- _INPUT DATA_

______________________________

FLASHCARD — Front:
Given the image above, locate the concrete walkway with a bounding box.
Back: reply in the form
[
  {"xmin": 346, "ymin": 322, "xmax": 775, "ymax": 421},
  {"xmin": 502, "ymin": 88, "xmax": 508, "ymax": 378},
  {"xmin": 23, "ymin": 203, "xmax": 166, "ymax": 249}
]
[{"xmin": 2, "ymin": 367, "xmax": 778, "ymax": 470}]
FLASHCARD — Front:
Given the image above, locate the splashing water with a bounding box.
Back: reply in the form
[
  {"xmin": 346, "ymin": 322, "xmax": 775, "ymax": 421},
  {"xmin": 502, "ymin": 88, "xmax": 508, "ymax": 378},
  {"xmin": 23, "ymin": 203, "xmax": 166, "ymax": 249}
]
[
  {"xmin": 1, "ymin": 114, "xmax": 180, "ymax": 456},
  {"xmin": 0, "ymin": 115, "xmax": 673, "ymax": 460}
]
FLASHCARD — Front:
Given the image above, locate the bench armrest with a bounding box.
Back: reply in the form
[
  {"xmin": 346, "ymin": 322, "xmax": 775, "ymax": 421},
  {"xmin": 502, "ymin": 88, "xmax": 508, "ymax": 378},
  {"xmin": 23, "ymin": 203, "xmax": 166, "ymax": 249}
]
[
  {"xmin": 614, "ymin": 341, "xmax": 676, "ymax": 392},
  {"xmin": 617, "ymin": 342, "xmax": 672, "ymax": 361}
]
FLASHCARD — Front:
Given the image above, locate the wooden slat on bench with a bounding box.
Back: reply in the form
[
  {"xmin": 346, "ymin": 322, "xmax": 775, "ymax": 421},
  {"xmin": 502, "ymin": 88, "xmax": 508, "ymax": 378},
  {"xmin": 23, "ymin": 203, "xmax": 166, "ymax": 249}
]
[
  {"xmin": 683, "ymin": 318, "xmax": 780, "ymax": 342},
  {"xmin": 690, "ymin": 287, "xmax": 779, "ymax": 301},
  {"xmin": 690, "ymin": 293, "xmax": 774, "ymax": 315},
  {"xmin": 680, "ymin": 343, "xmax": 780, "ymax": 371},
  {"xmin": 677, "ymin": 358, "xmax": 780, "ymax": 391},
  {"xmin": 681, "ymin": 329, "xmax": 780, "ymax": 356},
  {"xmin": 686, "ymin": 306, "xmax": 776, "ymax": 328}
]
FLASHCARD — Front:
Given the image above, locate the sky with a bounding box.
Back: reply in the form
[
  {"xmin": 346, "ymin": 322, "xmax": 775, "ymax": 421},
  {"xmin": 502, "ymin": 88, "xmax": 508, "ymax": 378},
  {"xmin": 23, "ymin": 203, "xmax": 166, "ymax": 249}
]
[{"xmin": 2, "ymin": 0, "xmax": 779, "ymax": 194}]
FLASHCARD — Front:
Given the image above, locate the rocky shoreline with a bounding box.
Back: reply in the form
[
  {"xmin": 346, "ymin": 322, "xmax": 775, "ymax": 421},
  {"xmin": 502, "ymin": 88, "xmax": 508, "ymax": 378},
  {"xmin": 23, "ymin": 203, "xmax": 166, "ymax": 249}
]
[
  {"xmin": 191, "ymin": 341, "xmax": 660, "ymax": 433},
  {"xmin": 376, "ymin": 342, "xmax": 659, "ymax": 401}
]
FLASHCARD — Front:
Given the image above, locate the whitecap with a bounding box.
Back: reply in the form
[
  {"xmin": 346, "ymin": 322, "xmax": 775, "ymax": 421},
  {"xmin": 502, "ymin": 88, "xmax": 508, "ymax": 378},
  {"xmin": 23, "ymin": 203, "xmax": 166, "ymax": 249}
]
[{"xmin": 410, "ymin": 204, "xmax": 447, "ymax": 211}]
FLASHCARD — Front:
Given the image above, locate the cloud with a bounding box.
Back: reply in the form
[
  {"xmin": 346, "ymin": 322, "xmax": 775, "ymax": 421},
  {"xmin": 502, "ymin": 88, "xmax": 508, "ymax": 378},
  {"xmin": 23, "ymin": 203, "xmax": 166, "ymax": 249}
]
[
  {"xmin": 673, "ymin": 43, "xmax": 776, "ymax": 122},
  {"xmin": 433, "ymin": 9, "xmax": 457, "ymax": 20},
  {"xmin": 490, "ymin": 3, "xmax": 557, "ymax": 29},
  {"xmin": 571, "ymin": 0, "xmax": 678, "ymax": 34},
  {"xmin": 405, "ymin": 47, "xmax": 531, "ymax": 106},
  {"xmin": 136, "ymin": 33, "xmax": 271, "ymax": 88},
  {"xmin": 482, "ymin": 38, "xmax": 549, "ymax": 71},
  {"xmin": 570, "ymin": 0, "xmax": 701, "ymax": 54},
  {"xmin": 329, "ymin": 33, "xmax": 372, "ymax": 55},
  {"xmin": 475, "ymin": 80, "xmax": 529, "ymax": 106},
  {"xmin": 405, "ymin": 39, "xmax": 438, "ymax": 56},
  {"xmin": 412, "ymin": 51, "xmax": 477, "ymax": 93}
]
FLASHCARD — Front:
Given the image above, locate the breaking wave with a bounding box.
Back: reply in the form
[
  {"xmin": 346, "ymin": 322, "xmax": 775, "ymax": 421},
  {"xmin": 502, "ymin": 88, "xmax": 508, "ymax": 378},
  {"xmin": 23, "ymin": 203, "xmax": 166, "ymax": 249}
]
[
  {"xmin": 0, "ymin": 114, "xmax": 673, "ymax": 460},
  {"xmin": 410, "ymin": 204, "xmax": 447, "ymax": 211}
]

______________________________

Filter the listing above down to the lines that contain the word "bench".

- _SOLVED PROBLEM_
Given the image above, locate the bench armrest with a bounding box.
Given the image above, locate the wooden slat on bench with a bounding box.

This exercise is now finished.